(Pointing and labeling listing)
---------------
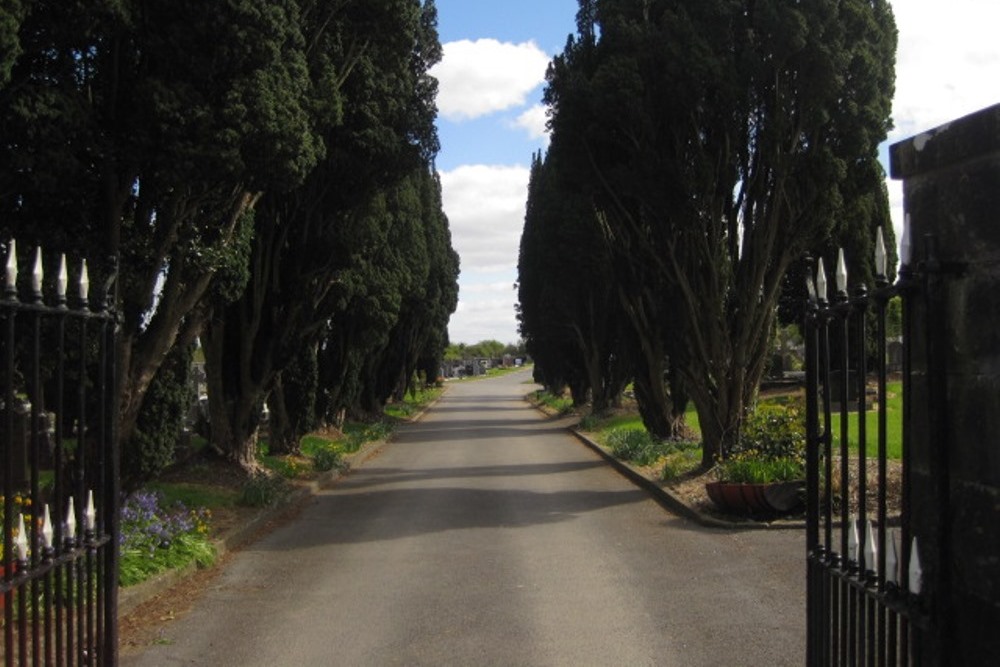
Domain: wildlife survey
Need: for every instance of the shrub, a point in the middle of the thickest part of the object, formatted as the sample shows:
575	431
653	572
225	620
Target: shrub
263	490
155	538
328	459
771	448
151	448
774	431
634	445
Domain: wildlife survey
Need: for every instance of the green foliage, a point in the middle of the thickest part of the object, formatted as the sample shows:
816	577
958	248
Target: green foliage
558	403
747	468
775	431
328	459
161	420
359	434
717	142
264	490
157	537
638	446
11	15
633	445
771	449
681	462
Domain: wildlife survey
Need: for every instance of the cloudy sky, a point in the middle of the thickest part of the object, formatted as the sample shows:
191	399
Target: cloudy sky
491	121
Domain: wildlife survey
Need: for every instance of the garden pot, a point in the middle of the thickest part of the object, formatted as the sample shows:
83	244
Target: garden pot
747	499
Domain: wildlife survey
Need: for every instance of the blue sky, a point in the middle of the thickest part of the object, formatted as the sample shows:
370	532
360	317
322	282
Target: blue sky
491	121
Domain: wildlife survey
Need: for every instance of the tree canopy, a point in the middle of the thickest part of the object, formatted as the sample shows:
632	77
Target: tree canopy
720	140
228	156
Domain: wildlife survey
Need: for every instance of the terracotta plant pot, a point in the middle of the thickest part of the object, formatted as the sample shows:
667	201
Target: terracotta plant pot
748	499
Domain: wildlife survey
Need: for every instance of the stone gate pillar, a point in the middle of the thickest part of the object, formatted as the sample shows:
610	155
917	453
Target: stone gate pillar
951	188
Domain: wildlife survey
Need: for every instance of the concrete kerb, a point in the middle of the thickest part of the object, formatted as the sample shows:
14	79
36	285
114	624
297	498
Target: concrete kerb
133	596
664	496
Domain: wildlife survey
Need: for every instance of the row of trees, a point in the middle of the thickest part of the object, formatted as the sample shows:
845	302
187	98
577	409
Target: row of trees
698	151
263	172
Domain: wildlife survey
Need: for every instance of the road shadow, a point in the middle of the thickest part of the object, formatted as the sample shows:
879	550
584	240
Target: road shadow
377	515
---------------
The exercise:
Can you pull out each line of the listing above that contains the word "canopy" and copy it as it appears?

Reply:
Need: for every instance of the tree canopy, a point in the middle of the thickest part of the object, formatted as the sample shows:
Target: tree canopy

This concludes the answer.